- **Task objective**
Carry none of the pictures over; set down the material below exactly.

- **Input for this task**
········

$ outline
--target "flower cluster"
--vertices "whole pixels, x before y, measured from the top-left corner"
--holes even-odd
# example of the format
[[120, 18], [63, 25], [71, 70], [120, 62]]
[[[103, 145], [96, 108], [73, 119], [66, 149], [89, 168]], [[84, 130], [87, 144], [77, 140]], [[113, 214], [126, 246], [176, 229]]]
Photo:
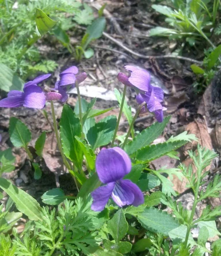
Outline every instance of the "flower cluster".
[[118, 78], [124, 84], [134, 89], [137, 94], [137, 101], [139, 104], [143, 102], [146, 103], [141, 112], [144, 113], [148, 110], [154, 112], [157, 121], [163, 122], [163, 111], [167, 109], [160, 103], [163, 100], [163, 90], [150, 84], [150, 76], [146, 71], [132, 66], [126, 66], [124, 67], [131, 72], [130, 76], [120, 73]]
[[123, 179], [130, 172], [131, 164], [122, 149], [118, 147], [102, 149], [97, 157], [96, 167], [99, 179], [106, 185], [91, 193], [92, 210], [102, 211], [111, 196], [120, 207], [143, 203], [143, 196], [139, 188], [129, 180]]
[[39, 76], [32, 81], [29, 81], [24, 85], [23, 92], [12, 90], [8, 94], [7, 98], [0, 101], [0, 107], [16, 107], [23, 106], [27, 107], [43, 108], [46, 101], [66, 100], [68, 95], [66, 92], [67, 87], [74, 86], [77, 81], [78, 83], [84, 80], [87, 77], [83, 72], [77, 75], [78, 69], [75, 66], [71, 67], [62, 72], [59, 75], [61, 80], [56, 82], [55, 89], [56, 92], [44, 92], [37, 84], [50, 76], [50, 74]]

········

- **Completed exercise**
$ outline
--target "flower cluster"
--vertices "whole pixels, x before y, measured from the top-left corner"
--holes even-odd
# example of the format
[[120, 18], [63, 25], [71, 70], [120, 62]]
[[[103, 145], [96, 108], [73, 119], [66, 149], [89, 168]], [[84, 130], [87, 144], [77, 140]], [[113, 214], [126, 246], [176, 229]]]
Photo:
Outline every instance of the "flower cluster".
[[118, 78], [124, 84], [134, 89], [137, 94], [137, 101], [139, 104], [143, 102], [146, 103], [141, 112], [144, 113], [148, 110], [154, 112], [157, 121], [163, 122], [163, 111], [167, 109], [160, 103], [163, 100], [163, 90], [150, 84], [150, 76], [146, 71], [132, 66], [126, 66], [124, 67], [131, 72], [130, 76], [120, 73]]
[[123, 179], [130, 172], [131, 164], [122, 149], [118, 147], [102, 149], [97, 157], [96, 167], [99, 179], [106, 185], [91, 193], [92, 210], [102, 211], [111, 196], [120, 207], [143, 203], [143, 196], [139, 188], [129, 180]]
[[39, 76], [32, 81], [29, 81], [24, 85], [23, 92], [12, 90], [8, 94], [7, 98], [0, 101], [0, 107], [16, 107], [23, 106], [27, 107], [43, 108], [46, 101], [66, 100], [68, 95], [66, 92], [67, 87], [74, 86], [77, 81], [78, 83], [84, 80], [87, 77], [83, 72], [77, 75], [78, 69], [75, 66], [71, 67], [62, 72], [59, 75], [61, 80], [56, 82], [55, 89], [56, 92], [44, 92], [37, 84], [50, 76], [50, 74]]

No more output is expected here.